>> START Task inputs
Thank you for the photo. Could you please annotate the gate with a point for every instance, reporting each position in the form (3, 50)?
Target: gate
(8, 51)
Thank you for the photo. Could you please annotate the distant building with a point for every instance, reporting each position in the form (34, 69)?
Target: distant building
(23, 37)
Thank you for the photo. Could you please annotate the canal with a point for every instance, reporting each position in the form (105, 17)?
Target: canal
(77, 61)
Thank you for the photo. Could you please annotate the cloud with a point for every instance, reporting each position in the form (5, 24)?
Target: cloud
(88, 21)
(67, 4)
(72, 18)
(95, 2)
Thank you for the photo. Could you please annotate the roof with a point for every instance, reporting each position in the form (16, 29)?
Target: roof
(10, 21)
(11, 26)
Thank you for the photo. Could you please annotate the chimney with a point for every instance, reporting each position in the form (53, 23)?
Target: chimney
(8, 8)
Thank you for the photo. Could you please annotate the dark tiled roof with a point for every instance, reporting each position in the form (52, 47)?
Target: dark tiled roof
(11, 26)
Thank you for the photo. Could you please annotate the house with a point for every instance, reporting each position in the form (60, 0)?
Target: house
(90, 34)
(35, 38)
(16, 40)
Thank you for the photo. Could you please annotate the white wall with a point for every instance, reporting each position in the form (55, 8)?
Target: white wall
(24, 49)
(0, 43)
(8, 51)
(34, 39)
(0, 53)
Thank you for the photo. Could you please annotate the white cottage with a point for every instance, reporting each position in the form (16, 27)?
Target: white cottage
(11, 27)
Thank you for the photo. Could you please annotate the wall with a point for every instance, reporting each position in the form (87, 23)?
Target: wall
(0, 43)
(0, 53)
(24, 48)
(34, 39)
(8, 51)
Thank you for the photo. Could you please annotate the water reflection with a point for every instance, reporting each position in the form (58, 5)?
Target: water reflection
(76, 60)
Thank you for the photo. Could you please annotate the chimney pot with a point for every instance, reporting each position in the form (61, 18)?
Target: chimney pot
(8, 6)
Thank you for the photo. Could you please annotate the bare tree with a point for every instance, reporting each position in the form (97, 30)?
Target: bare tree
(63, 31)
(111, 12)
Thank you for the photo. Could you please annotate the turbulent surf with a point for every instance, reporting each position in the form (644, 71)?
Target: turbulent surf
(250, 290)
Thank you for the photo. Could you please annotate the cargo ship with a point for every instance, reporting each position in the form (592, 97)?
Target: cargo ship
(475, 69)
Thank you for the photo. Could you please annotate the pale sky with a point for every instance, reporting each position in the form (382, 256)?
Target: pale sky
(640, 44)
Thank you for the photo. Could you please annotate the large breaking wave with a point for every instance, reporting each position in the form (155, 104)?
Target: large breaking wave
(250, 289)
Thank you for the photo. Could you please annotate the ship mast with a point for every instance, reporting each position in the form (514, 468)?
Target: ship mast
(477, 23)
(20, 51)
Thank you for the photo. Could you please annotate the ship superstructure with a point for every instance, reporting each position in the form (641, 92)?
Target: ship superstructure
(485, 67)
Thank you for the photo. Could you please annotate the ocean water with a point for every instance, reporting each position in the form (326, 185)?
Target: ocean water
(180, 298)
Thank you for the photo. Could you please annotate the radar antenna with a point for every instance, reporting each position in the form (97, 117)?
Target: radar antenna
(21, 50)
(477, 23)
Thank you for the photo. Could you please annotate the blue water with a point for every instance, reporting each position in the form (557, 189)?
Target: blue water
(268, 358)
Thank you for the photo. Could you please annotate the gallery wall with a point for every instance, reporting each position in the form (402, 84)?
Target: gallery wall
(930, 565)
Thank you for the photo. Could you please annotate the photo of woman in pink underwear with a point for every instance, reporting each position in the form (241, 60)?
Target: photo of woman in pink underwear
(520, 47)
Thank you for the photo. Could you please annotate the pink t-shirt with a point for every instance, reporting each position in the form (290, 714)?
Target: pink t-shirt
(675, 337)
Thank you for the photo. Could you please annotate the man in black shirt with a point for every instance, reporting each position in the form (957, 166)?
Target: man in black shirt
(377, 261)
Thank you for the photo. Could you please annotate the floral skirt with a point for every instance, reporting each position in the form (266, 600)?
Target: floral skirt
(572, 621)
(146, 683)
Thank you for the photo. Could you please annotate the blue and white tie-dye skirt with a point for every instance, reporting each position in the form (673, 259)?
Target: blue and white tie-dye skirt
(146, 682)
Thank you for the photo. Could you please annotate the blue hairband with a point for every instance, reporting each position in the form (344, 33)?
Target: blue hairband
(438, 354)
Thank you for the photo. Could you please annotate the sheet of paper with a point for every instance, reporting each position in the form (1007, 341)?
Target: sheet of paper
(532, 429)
>> END Task inputs
Scale the material from the line with "form (344, 33)?" up to and including the last line, writing out every line again with the requests included. Multiply each answer coordinate by 0.2 and round it to a whole number, with halves rounding up, but leave the requests and their sample formats unchanged.

Thank you for the photo. Could you please annotate the blue hairband with a point for every instance, reporting each position in the form (344, 33)?
Target: blue hairband
(88, 71)
Thank you for the photo. Could you please annotate the sheet of paper with a point for every instance, reporting each position in the form (1007, 341)?
Target: sheet of paper
(106, 86)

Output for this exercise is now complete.